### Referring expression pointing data
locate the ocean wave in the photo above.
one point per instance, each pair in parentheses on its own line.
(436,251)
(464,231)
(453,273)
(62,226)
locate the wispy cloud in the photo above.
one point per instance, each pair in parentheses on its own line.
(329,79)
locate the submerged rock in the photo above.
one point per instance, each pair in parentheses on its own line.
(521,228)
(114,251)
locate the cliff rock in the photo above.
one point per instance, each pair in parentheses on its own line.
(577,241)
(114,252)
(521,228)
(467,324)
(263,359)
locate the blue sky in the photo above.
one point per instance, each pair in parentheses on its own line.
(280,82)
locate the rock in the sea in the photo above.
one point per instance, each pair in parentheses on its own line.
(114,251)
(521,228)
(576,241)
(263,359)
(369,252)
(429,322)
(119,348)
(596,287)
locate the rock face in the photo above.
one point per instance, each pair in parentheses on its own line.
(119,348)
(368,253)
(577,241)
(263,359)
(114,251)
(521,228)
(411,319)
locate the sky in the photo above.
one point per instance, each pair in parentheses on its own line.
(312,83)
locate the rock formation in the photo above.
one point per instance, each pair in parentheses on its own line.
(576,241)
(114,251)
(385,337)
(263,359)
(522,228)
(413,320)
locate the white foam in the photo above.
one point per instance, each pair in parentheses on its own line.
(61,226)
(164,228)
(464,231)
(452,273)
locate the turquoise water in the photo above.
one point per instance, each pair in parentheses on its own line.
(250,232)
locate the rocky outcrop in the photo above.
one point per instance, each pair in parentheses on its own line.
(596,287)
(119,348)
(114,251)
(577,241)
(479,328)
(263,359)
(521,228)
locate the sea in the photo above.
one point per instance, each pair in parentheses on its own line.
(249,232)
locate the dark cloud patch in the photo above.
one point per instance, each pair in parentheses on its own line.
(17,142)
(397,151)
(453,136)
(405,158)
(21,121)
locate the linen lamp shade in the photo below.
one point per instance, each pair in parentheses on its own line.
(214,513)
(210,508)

### What to produce
Your task is to give the records above again, exactly.

### Response to the exercise
locate the ocean wave in the photo above.
one point per instance, each pair in parentheses on its own line.
(436,251)
(464,231)
(453,273)
(62,226)
locate the wispy cloud in the photo above.
one point per instance, each pair in parentheses on its own line.
(329,79)
locate the submerged rock in the photo above.
one point per instance, each pair in parentheses on its own line.
(521,228)
(114,251)
locate the cliff rock in the photo above.
one point per instance, each pair in parentheses on its own line.
(577,241)
(114,252)
(521,228)
(467,324)
(263,359)
locate the blue sky in the photo above.
one point per instance, each pair in parentheses on its own line.
(280,82)
locate the rock in the sea in the photo above.
one point per instance, each pair in parentheses on its own line.
(114,251)
(521,228)
(576,241)
(263,359)
(369,252)
(429,322)
(119,348)
(596,287)
locate the rock face in the photo above.
one point per instance, each pair in parentheses on its own line.
(119,348)
(368,253)
(577,241)
(263,359)
(114,251)
(521,228)
(411,319)
locate the sky in the photo above.
one point per instance, each pair in parentheses on its own line.
(312,83)
locate the rock formation in the photo above.
one point per instance, each pair in parentheses on its own line.
(576,241)
(114,251)
(385,337)
(263,359)
(522,228)
(413,320)
locate the white foam in the photo above.
one point per instance, each pair in parentheses on its own line.
(61,226)
(164,228)
(464,231)
(452,273)
locate the turquoise water in the photo above.
one point per instance, each pair in parentheses on its own line.
(250,232)
locate the rocky outcrop in the photo above.
one point per instance, each pair in parentheses on its own line.
(596,287)
(119,348)
(114,251)
(577,241)
(479,328)
(263,359)
(521,228)
locate the sea in the photo above.
one point per instance, each pair in parentheses on its own line.
(249,232)
locate the dark cloud patch in the photo above.
one point per instance, each pair in parentheses on its own line.
(17,142)
(397,151)
(453,136)
(405,158)
(21,121)
locate the linen lamp shade in the photo below.
one point per instance, each pair in parentheses on its own line.
(214,513)
(210,508)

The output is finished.